*** INPUT ROWS ***

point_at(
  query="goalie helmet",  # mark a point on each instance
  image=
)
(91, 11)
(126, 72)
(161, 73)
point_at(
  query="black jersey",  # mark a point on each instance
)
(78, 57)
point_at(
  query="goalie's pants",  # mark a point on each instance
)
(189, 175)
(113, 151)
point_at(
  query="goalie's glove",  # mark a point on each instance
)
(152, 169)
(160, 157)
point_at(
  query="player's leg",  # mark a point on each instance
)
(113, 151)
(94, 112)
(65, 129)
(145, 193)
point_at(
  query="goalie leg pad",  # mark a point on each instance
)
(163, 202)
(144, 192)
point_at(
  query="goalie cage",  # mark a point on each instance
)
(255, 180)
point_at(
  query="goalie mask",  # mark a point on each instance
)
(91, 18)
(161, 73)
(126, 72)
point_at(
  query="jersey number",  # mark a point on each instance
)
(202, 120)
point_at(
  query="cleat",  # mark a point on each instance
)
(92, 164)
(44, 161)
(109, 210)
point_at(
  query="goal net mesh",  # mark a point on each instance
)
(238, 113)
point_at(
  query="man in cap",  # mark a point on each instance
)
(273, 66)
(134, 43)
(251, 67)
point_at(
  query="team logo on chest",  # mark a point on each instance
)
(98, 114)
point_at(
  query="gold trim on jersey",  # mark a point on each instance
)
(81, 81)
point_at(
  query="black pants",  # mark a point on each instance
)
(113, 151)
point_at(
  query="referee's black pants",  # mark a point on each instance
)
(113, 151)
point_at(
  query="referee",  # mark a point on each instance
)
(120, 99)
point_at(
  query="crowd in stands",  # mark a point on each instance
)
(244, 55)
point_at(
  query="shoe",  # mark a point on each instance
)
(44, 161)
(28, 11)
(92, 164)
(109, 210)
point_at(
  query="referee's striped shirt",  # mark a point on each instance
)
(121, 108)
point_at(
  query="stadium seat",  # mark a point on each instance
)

***

Working from the material above, retype it in its entirety without change.

point_at(
  query="goalie helmet",  # mark a point on each instance
  image=
)
(91, 11)
(126, 72)
(161, 73)
point_at(
  query="black jersey",  # mark a point on each instance
)
(78, 57)
point_at(
  query="goalie's pants",  # mark a point on each instance
)
(189, 175)
(113, 151)
point_at(
  query="goalie's glove",  # mark a point on each instance
)
(152, 169)
(160, 157)
point_at(
  query="player's leg",  # mark a point on each instance
)
(113, 151)
(94, 112)
(65, 129)
(145, 193)
point_at(
  query="goalie leg pad",  # mark a point on each instance
)
(163, 202)
(144, 192)
point_at(
  query="goalie cage",  # mark a point on each instance
)
(255, 180)
point_at(
  query="goalie mask",  # mark a point on each instance
)
(91, 18)
(161, 73)
(126, 72)
point_at(
  query="jersey number",  # mark a point on each instance
)
(202, 120)
point_at(
  query="cleat",  # mark a point on each instance
)
(92, 164)
(44, 161)
(109, 210)
point_at(
  query="goal net mesh",  # mark a point on each instance
)
(238, 113)
point_at(
  query="man in cap",  # mark a point on each instance
)
(273, 66)
(134, 43)
(251, 67)
point_at(
  query="team logo on chest",  # mark a point on each instance
)
(98, 114)
point_at(
  query="gold trim on jersey",  # mark a point on each instance
)
(81, 81)
point_at(
  query="black pants",  # mark a point on each instance
)
(113, 151)
point_at(
  query="referee's black pants",  # mark a point on each instance
)
(113, 151)
point_at(
  query="referee",  # mark a point on each instance
)
(120, 99)
point_at(
  query="crowd in stands",  # mark a point on each instance
)
(244, 55)
point_at(
  query="shoe",  # mark a point on each instance
)
(44, 161)
(28, 11)
(92, 164)
(109, 210)
point_at(
  query="referee's striped shirt",  # mark a point on each instance
)
(121, 108)
point_at(
  query="stadium seat",  # mark a point on each instance
)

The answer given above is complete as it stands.